North Texas Daily

From athlete to coach; Rachel Friel gets her feet wet with the Mean Green

From athlete to coach; Rachel Friel gets her feet wet with the Mean Green

From athlete to coach; Rachel Friel gets her feet wet with the Mean Green
January 31
13:46 2017

Morgan Price | Staff Writer

Many athletes dream of competing in the Olympic games. From the gold medals and pedigree, some consider the Olympics the peak of athletics.

But between highly-competitive qualifying contests and world-renowned athletes, the chances of actually make it are slim.

Rachel Friel did not get the memo.

The assistant coach of the North Texas swimming and diving team has not only competed in the Olympic trials but coached swimmers in the Olympic trials — swimmers who have gone on to compete in the Olympics.

“For any young athlete, being in the Olympics is the dream, you know?” Friel said. “Even if you don’t know if that’s realistic or not for you.”

Friel’s love for swimming began at an early age — and was jump started by an almost-tragedy.

That’s because when Friel’s mother was young, she almost drowned. For that reason, she wanted her four daughters to become strong swimmers and be comfortable in the pool. So she enrolled her daughters in swimming lessons. There was just one problem.

Friel’s coaches and teachers soon realized she was more talented than the rest of the kids in the pool.

After swimming with a summer team, Friel moved onto club teams to begin training, and to get closer to the time standards she needed. Being someone who was goal oriented, getting to the highest level of this sport became an aspiration for Friel.

·····

CHALLENGE 1:
According to the article on Rachel Friel, why did Friel's mother want her daughters to become strong swimmers?
CHALLENGE 2:
From the entries, pick out every line containing the string "woman".

·····

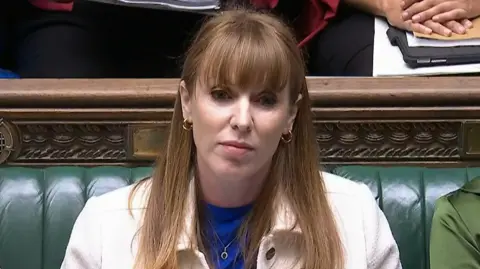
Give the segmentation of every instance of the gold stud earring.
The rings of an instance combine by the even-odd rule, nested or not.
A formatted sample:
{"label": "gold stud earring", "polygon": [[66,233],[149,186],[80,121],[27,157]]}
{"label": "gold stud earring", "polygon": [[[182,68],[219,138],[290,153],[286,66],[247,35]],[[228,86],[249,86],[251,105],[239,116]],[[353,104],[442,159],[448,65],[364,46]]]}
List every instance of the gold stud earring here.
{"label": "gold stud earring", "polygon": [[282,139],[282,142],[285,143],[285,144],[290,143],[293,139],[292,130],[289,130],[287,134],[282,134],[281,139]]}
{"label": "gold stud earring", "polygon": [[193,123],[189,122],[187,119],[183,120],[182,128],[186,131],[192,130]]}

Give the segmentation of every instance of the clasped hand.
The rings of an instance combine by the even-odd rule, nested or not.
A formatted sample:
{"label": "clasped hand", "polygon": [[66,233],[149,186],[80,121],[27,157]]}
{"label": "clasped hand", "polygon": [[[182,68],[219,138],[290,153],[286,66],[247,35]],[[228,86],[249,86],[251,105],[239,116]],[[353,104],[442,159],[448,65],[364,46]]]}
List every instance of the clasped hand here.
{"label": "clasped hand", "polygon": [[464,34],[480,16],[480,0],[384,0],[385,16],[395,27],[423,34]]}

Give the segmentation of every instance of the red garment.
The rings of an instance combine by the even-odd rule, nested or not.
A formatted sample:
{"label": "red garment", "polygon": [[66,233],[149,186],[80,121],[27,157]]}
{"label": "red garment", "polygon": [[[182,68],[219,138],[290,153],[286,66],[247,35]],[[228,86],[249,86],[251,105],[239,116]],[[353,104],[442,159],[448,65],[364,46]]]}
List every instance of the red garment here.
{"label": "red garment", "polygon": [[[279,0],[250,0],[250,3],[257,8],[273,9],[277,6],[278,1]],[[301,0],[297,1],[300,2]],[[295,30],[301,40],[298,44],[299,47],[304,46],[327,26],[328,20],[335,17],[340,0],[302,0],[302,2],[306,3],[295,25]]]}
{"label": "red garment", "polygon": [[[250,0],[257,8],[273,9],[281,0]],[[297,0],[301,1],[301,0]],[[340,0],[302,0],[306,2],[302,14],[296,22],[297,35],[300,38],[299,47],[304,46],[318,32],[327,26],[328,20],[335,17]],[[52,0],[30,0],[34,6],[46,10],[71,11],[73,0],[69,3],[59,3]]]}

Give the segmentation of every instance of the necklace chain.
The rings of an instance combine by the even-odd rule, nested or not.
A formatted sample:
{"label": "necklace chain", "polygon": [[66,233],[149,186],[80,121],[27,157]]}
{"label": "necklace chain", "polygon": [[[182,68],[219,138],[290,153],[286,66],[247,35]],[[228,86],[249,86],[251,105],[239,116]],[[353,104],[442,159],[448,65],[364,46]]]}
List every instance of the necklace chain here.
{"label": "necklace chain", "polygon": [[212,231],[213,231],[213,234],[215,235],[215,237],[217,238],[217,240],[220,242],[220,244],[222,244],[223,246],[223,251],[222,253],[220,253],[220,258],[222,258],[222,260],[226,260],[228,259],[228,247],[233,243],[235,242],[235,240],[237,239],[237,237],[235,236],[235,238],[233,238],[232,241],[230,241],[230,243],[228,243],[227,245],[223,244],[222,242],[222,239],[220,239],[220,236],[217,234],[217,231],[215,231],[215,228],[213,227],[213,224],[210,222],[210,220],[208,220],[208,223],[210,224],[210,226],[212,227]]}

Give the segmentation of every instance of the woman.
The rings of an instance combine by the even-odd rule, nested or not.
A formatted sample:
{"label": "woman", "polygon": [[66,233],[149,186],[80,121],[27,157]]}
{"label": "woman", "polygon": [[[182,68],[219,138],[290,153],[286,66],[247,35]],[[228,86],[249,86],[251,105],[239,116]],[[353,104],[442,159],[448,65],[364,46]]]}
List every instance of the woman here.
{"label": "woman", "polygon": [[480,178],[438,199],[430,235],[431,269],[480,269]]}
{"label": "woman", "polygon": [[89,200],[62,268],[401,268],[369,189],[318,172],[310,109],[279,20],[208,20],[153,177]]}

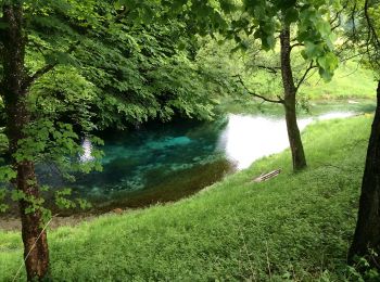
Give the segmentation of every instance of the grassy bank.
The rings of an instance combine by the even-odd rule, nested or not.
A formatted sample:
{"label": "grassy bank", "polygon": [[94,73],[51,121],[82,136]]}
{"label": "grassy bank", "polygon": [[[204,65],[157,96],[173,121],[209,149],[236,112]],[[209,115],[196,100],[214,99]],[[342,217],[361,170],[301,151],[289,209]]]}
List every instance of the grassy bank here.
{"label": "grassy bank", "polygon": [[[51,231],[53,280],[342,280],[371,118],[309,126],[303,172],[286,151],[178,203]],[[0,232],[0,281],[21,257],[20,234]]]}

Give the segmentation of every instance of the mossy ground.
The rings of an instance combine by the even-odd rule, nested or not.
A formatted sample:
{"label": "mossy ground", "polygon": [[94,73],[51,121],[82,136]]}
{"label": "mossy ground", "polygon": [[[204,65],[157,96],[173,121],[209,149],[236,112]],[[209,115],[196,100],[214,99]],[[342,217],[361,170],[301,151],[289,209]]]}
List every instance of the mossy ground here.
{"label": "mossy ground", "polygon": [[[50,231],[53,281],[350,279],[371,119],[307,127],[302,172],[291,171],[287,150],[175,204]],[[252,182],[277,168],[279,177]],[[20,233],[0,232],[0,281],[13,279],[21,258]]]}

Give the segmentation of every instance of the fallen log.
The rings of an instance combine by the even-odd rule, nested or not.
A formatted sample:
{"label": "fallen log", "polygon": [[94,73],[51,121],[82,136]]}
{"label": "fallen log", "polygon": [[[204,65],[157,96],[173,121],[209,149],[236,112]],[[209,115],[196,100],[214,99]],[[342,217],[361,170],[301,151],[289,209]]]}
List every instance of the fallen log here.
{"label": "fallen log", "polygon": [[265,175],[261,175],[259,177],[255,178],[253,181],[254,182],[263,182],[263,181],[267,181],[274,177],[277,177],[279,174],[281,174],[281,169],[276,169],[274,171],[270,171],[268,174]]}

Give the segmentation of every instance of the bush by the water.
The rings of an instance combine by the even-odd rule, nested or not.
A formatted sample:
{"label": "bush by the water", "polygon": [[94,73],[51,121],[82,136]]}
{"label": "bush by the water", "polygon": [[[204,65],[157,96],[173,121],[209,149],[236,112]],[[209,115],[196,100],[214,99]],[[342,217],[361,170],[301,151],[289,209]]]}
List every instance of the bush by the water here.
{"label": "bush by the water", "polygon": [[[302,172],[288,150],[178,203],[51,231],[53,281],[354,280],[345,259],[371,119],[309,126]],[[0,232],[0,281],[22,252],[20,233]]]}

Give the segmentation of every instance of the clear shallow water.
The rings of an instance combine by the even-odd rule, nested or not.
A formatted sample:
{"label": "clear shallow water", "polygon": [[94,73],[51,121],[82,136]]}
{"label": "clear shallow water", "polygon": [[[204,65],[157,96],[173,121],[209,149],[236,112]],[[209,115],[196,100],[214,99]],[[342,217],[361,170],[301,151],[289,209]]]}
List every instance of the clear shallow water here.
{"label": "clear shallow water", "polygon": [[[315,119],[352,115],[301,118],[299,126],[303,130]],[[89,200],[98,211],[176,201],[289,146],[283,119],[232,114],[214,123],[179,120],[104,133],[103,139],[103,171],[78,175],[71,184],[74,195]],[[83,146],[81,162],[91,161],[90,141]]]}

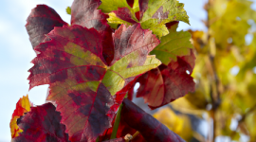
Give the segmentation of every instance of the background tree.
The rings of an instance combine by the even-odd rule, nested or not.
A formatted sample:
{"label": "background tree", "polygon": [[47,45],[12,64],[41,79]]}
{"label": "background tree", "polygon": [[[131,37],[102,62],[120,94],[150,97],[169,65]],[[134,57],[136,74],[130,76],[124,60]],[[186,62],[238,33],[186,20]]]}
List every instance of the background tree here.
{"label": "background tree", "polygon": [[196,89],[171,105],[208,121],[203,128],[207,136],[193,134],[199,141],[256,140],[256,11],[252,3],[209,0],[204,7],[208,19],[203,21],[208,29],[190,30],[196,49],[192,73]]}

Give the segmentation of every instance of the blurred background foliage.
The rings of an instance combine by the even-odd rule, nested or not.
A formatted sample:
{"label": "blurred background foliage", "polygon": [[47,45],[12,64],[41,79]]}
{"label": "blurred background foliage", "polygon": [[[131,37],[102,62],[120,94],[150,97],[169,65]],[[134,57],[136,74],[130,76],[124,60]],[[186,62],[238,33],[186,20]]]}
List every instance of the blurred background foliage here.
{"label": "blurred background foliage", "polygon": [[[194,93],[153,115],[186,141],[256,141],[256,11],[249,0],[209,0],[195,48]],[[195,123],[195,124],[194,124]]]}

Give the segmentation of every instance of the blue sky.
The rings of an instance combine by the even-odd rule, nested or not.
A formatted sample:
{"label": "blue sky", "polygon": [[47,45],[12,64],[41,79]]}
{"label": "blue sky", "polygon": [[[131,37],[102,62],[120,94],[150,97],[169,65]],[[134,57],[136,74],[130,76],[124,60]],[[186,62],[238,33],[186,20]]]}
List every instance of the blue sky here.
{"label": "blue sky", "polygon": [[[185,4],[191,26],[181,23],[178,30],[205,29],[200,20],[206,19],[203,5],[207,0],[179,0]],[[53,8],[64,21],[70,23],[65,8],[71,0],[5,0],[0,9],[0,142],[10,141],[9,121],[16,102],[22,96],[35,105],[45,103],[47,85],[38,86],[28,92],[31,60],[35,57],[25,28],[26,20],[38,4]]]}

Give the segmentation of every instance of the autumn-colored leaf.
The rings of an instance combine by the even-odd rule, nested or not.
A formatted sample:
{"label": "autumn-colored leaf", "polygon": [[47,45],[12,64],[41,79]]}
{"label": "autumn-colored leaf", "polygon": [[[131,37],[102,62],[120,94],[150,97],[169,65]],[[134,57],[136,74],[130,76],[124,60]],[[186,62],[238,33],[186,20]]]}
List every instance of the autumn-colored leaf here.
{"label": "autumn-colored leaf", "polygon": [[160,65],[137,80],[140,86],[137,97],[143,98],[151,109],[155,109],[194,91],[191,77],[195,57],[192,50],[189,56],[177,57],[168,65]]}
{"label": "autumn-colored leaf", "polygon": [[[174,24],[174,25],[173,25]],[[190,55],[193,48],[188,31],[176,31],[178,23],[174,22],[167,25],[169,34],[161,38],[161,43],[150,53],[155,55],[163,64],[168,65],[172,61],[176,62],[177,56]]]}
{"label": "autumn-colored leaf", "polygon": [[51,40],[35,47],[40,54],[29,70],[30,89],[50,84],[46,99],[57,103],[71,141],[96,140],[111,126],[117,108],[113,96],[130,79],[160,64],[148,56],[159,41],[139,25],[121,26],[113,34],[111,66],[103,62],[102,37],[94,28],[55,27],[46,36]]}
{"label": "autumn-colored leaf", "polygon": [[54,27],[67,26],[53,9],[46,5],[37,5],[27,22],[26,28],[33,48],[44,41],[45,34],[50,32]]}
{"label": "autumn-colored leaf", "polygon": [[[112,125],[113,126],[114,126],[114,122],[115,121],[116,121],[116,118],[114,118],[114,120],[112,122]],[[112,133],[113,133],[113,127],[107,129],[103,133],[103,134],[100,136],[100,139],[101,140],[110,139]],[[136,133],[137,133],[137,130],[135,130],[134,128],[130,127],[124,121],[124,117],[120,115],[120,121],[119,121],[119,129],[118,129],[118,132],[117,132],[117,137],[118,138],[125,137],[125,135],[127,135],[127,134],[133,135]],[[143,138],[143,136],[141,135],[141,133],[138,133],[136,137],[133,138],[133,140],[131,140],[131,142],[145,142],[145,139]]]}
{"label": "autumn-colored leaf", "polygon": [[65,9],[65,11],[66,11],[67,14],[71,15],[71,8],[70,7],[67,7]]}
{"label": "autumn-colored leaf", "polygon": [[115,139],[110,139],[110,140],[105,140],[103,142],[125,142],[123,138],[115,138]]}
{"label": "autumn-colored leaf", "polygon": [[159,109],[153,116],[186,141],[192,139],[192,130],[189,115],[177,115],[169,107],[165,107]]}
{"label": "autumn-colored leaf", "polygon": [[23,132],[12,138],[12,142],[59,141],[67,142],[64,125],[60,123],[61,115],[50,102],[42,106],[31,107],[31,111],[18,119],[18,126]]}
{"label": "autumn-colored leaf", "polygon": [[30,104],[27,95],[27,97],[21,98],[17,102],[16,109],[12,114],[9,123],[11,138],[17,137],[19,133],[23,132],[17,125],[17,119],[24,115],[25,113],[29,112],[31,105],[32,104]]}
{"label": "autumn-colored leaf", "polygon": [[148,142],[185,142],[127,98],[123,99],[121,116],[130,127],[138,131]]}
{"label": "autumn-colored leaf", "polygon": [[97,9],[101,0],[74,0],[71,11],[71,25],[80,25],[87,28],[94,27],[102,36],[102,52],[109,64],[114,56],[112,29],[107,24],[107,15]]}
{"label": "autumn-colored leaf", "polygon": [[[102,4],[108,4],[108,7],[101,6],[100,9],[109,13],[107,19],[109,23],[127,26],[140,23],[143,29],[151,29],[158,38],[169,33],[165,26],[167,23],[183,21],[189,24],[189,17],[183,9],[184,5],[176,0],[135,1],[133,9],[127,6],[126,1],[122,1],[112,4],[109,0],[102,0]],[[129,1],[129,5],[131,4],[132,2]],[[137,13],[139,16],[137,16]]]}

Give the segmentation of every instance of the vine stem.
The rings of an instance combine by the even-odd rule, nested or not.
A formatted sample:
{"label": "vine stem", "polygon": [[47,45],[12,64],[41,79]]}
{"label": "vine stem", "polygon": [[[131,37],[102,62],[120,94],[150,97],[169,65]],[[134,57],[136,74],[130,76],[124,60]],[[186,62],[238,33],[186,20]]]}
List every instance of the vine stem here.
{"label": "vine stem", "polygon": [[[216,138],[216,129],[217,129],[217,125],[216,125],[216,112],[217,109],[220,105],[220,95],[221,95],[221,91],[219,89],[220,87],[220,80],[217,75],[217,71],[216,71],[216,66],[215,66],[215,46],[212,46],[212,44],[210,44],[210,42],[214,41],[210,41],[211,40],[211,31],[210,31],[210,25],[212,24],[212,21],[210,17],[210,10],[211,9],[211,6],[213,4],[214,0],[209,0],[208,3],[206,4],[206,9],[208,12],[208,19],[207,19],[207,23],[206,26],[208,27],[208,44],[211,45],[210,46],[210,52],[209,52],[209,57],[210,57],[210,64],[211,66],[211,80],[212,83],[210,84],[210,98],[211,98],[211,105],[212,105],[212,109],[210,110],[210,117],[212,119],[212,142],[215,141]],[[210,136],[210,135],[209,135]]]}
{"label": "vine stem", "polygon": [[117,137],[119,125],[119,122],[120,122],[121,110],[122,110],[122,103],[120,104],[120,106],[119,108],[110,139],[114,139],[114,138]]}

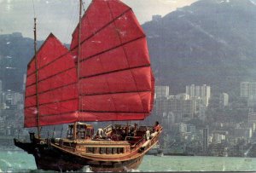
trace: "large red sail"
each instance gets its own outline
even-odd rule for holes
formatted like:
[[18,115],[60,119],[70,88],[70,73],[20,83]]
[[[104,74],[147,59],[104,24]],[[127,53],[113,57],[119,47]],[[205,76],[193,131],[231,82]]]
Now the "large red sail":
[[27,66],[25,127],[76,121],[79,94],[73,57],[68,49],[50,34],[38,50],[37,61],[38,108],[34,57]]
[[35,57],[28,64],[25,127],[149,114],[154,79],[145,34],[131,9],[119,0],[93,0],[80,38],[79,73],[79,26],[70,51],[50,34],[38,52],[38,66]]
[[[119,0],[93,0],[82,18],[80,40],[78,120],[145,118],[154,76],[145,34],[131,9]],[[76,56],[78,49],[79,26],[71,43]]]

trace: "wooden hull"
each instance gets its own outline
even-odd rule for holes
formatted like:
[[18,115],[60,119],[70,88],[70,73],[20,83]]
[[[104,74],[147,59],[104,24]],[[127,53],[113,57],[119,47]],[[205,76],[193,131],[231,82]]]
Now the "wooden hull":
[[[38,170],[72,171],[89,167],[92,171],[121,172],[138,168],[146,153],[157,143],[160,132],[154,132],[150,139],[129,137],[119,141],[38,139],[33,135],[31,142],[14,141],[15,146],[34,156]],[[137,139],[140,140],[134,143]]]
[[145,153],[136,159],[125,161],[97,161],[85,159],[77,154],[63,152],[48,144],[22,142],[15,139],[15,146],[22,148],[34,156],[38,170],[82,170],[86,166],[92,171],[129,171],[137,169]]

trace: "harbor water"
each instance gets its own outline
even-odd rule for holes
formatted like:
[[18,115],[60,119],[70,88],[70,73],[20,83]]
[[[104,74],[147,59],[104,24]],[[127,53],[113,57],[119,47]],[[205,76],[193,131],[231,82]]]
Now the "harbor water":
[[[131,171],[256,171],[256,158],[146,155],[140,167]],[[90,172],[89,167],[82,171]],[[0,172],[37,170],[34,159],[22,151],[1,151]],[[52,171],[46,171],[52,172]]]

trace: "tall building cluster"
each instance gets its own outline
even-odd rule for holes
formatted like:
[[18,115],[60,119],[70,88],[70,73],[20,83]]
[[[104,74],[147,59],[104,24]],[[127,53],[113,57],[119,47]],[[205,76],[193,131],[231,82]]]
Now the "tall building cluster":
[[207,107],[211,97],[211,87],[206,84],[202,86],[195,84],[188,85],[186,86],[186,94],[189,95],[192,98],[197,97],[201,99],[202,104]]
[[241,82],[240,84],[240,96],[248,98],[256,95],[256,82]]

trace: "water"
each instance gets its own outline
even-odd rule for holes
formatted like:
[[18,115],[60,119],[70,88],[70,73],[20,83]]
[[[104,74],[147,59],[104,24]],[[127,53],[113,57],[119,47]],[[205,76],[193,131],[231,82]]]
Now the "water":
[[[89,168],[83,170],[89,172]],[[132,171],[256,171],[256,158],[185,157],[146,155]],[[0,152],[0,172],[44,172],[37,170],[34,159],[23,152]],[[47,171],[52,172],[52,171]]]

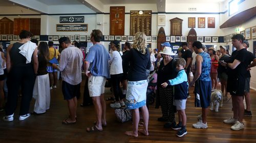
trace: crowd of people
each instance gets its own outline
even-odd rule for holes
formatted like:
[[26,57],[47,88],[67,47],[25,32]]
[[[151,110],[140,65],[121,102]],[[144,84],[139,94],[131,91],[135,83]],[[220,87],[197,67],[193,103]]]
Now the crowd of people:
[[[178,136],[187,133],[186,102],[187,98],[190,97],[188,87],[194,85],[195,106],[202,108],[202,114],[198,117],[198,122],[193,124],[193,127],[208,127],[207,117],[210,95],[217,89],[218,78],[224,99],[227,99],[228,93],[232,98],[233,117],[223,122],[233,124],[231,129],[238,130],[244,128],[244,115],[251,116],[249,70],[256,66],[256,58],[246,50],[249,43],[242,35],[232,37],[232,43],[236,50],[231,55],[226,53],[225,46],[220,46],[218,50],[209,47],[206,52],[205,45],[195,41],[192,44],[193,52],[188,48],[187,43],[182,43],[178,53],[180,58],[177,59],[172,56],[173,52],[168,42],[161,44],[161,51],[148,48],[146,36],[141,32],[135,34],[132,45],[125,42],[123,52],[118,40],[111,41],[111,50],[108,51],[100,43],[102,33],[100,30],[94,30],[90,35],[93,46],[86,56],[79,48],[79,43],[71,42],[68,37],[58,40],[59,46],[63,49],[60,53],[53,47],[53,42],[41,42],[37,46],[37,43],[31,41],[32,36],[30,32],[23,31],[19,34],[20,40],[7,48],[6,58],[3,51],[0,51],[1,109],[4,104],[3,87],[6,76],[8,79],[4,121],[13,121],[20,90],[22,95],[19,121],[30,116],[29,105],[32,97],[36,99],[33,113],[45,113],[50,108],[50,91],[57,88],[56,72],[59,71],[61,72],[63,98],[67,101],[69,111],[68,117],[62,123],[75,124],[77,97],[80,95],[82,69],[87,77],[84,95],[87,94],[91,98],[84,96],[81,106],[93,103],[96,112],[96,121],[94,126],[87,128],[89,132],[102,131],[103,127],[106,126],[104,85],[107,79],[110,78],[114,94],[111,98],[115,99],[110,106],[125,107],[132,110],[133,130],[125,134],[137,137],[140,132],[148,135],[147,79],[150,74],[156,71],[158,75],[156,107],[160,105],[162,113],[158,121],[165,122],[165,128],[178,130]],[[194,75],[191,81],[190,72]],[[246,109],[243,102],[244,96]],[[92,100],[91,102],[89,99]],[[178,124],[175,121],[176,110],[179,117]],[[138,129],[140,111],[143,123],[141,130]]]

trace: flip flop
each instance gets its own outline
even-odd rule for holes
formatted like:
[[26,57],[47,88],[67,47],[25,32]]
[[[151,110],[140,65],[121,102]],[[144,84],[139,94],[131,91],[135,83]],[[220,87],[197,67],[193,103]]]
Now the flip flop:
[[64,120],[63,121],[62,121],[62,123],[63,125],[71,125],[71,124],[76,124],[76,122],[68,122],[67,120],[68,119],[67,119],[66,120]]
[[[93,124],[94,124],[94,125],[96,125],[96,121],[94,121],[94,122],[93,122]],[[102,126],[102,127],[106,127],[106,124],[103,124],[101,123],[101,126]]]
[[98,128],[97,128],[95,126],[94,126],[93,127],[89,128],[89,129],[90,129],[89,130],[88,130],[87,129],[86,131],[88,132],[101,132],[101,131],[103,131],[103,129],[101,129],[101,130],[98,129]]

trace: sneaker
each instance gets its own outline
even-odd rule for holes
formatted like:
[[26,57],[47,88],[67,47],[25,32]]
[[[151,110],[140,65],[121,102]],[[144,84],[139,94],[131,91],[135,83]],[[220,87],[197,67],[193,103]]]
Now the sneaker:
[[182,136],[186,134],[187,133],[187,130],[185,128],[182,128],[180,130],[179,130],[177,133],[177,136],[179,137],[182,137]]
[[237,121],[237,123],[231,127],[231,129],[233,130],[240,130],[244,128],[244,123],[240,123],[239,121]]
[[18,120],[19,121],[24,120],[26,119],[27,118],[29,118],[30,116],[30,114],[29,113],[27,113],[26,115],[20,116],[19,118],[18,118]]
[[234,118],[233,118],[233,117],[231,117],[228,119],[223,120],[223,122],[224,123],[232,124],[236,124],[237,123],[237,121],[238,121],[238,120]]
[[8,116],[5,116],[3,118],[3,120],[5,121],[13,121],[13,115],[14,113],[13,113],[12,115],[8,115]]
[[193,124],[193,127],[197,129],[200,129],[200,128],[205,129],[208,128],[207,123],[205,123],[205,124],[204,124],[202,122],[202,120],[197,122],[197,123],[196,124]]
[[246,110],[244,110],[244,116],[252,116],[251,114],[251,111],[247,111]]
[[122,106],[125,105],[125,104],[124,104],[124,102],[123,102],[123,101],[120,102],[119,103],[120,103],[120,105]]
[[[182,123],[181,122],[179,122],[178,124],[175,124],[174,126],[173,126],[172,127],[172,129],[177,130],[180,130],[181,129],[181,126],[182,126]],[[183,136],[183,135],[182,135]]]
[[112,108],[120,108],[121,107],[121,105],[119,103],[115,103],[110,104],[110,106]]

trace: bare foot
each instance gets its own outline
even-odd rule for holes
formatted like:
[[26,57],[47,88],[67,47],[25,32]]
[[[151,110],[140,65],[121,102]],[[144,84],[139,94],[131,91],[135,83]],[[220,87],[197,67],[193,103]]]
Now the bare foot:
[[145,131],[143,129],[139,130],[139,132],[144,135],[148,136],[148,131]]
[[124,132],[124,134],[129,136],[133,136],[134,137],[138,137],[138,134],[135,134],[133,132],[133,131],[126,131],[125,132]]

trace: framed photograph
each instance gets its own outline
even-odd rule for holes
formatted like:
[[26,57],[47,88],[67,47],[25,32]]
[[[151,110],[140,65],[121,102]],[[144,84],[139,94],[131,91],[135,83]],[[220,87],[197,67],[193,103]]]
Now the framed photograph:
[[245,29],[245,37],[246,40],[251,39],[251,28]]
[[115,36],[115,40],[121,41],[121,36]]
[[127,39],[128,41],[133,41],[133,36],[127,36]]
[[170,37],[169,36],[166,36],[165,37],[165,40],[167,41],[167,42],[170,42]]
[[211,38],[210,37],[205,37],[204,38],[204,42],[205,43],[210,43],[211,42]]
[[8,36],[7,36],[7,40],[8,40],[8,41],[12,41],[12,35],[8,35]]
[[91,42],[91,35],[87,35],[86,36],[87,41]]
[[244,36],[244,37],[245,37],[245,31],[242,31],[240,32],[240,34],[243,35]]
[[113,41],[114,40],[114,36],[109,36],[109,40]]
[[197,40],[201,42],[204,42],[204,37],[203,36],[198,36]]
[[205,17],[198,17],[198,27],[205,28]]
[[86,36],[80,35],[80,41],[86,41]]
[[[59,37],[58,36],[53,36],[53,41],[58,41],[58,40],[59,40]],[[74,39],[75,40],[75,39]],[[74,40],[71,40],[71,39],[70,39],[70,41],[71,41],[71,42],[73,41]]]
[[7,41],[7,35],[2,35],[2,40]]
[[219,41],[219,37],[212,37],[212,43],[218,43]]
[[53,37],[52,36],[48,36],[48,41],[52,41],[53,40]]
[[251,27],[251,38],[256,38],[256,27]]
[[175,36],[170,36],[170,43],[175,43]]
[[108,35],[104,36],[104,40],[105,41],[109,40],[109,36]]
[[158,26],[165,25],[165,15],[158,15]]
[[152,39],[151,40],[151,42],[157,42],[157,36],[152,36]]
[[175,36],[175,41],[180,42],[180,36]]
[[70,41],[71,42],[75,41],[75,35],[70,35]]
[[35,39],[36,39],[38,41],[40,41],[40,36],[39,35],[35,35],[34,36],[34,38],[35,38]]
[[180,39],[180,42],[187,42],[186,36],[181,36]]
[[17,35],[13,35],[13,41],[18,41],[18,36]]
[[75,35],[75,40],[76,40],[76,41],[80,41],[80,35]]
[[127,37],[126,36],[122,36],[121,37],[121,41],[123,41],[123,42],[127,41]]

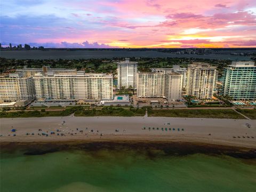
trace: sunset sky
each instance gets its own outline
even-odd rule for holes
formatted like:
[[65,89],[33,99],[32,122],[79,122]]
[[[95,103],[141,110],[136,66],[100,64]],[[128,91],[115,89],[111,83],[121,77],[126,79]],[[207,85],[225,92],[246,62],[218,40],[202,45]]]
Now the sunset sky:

·····

ANSWER 1:
When she was young, Friel's mother almost drowned.

ANSWER 2:
Give the segmentation of every instance of the woman.
{"label": "woman", "polygon": [[66,233],[149,186],[80,121],[27,157]]}
{"label": "woman", "polygon": [[[182,68],[219,138],[290,153],[286,66],[247,35]],[[228,86],[249,86],[251,105],[239,116]],[[353,104],[442,159],[448,65],[364,46]]]}
List every instance of the woman here.
{"label": "woman", "polygon": [[480,178],[438,199],[430,235],[431,269],[480,269]]}
{"label": "woman", "polygon": [[89,200],[62,268],[401,268],[369,189],[318,172],[310,109],[279,20],[208,20],[153,177]]}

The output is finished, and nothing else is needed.